------ Provided information
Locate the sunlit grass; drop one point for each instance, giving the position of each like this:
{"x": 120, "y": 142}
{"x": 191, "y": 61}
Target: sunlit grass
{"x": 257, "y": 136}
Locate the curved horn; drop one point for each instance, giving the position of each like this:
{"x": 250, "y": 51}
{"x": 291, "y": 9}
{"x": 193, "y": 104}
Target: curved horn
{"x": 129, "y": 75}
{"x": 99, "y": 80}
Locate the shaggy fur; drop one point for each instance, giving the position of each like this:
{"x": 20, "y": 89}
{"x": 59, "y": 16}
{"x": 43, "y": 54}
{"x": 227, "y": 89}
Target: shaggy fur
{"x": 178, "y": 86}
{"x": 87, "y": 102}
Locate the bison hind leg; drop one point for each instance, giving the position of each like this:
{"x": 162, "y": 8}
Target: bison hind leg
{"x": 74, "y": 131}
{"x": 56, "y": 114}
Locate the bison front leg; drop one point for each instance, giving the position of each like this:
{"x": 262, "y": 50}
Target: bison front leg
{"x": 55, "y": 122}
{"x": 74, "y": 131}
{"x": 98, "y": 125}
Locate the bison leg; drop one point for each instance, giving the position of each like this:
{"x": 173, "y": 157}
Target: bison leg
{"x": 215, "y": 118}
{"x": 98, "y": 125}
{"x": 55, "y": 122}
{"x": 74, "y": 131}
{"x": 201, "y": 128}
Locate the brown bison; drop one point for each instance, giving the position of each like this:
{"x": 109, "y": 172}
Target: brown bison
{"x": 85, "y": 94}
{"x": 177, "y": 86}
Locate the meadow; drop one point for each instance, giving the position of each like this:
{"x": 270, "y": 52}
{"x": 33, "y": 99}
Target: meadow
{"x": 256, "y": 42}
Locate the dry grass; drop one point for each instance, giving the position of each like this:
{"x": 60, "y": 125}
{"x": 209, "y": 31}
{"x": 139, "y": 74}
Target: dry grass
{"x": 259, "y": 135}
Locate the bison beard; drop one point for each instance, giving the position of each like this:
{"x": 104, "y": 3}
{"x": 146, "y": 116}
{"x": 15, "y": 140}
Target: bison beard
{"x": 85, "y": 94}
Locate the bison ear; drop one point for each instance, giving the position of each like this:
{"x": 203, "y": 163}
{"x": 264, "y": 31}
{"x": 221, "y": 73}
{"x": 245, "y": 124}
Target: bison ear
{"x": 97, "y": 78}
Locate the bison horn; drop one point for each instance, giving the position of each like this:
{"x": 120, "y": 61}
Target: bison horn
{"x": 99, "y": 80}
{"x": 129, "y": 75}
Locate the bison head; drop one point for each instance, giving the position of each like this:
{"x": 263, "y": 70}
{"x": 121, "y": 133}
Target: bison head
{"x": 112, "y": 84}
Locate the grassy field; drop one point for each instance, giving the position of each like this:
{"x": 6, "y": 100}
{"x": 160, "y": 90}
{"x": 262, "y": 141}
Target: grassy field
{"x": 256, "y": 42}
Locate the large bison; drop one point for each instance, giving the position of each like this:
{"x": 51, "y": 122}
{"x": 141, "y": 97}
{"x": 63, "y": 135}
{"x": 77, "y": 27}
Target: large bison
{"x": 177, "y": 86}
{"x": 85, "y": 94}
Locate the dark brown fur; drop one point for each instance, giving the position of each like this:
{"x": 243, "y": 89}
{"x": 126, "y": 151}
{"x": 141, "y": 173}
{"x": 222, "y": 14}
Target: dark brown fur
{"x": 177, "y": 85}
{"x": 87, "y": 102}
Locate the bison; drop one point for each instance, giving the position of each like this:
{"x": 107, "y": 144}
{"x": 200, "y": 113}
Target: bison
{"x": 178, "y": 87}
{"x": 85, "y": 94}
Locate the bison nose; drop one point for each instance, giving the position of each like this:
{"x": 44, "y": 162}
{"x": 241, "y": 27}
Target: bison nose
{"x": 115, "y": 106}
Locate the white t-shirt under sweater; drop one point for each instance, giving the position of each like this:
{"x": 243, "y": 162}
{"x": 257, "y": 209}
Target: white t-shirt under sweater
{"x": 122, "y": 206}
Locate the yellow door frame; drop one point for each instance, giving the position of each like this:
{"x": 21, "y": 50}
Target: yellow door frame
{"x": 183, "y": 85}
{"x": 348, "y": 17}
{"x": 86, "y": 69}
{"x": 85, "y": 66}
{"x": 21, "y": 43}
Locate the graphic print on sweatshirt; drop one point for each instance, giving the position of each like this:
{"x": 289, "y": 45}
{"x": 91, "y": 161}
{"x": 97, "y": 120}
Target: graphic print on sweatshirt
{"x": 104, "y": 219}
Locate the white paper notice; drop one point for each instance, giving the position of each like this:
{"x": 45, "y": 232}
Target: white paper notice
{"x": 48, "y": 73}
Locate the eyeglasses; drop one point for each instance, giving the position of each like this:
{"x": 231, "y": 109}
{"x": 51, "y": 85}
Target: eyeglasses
------------
Set out exactly the run of lines that begins at the line holding "Locate the bison;" and ends at the last line of the data.

▸ **Answer for this exercise**
Locate the bison; drop one point for each instance, giving the position of each like this:
{"x": 107, "y": 144}
{"x": 200, "y": 113}
Target: bison
{"x": 178, "y": 87}
{"x": 85, "y": 94}
Locate the bison nose; drop one point for each instance, giving the position of each like this:
{"x": 44, "y": 162}
{"x": 241, "y": 27}
Target: bison nose
{"x": 115, "y": 106}
Locate the white t-shirt under sweater; drop one point for each instance, giving the position of each like this:
{"x": 243, "y": 162}
{"x": 257, "y": 209}
Target: white t-shirt under sweater
{"x": 122, "y": 206}
Locate the yellow door frame; drop one point for each instance, giving the position of each like this:
{"x": 21, "y": 50}
Target: yellow door frame
{"x": 183, "y": 85}
{"x": 348, "y": 17}
{"x": 86, "y": 69}
{"x": 85, "y": 66}
{"x": 21, "y": 43}
Locate the graphic print on sweatshirt; drop one point for each instance, giving the position of each like this:
{"x": 289, "y": 45}
{"x": 91, "y": 161}
{"x": 97, "y": 120}
Target: graphic print on sweatshirt
{"x": 104, "y": 219}
Locate the white paper notice; drop one point for each instance, giving the position of each like this:
{"x": 45, "y": 232}
Target: white paper notice
{"x": 48, "y": 73}
Locate the eyeglasses; drop one point for each instance, giving the position of each like this:
{"x": 231, "y": 109}
{"x": 51, "y": 85}
Target: eyeglasses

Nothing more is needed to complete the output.